:: Data ::
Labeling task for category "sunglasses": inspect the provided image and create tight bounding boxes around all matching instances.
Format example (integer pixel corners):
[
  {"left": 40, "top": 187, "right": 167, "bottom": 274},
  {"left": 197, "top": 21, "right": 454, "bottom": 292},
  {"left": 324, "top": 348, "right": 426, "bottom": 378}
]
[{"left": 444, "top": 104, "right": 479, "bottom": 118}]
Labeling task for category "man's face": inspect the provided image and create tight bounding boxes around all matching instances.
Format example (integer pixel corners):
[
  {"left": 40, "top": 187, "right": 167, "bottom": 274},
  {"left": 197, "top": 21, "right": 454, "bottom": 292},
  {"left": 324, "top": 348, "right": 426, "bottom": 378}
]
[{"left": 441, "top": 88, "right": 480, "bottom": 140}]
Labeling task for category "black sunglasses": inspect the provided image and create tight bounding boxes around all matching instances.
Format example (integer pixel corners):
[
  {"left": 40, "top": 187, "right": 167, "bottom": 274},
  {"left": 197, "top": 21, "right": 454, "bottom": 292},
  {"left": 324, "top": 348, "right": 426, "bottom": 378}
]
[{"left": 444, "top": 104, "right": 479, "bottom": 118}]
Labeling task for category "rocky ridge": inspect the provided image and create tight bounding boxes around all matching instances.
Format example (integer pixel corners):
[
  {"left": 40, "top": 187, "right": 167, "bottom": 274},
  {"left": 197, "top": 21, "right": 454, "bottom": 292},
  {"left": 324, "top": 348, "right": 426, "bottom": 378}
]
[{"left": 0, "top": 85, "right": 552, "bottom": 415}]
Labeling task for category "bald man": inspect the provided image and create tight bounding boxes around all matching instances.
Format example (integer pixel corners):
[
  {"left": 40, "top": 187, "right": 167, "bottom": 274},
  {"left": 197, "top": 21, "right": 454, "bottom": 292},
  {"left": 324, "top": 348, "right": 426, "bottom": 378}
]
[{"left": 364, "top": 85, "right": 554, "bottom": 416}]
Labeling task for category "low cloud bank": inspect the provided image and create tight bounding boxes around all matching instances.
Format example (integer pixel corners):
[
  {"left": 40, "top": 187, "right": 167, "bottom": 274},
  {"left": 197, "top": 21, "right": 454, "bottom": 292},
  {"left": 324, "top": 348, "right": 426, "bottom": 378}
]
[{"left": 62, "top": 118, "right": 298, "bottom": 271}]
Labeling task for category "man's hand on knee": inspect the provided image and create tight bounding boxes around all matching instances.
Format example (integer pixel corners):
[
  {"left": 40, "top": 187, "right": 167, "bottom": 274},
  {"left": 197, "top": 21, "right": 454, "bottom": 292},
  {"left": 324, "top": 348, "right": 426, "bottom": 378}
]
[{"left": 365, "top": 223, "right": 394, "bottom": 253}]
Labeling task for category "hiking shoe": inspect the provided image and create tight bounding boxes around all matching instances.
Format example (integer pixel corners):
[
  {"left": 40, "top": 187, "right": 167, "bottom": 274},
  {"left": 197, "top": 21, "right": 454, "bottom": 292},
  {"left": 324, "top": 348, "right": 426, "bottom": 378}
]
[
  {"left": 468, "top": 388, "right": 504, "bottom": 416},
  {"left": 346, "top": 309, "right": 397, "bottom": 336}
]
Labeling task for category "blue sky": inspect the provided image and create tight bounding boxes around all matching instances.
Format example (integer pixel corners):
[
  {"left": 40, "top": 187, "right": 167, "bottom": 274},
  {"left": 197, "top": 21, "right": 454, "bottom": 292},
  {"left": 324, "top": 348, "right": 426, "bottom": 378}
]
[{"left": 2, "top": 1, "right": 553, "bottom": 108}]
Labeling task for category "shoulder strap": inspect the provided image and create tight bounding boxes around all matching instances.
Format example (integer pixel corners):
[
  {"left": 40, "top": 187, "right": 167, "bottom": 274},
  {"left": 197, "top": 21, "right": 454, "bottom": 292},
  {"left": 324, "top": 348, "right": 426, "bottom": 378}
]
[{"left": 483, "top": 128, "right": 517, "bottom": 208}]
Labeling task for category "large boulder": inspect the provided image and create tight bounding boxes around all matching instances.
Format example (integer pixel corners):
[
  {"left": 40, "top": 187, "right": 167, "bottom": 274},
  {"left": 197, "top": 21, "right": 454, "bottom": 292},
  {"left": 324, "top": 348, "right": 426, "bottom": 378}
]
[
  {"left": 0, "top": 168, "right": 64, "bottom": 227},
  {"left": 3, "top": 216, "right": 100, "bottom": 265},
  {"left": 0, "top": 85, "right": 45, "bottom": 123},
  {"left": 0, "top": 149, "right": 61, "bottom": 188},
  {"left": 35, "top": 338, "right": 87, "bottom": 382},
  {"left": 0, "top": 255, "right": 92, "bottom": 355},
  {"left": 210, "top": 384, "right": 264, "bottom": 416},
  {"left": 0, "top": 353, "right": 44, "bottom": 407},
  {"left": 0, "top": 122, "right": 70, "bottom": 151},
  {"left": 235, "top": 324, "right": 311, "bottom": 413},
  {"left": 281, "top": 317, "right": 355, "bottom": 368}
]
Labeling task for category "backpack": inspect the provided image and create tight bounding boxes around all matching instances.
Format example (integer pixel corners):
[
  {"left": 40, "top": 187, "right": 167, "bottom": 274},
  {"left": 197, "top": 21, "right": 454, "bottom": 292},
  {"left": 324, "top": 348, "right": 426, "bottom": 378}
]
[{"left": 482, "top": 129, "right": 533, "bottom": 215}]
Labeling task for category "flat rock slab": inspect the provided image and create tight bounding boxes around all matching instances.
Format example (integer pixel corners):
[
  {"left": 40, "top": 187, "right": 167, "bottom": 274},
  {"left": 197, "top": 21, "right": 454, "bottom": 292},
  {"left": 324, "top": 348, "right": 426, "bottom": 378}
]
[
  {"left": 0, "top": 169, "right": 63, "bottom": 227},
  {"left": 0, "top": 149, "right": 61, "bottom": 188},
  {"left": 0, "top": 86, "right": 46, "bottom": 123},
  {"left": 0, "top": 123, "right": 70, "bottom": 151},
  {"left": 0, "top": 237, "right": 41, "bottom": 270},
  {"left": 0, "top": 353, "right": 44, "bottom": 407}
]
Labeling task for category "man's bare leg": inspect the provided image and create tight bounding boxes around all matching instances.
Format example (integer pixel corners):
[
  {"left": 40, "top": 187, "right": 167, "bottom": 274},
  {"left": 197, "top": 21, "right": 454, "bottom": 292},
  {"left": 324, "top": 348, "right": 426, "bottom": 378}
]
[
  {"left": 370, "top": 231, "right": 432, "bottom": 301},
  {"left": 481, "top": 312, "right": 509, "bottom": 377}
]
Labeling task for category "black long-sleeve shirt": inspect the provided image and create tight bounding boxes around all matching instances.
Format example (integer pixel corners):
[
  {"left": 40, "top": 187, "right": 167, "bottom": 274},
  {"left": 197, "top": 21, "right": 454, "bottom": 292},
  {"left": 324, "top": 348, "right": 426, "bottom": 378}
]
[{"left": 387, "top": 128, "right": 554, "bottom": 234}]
:::
To do: Pick out the lines above that hold the string "sunglasses" and show them.

Exercise result:
Labeling task for category "sunglasses": inspect the provided image and create tight bounding boxes around all matching instances.
Labeling task for category "black sunglasses": inspect the provided image and create tight bounding boxes around all matching instances.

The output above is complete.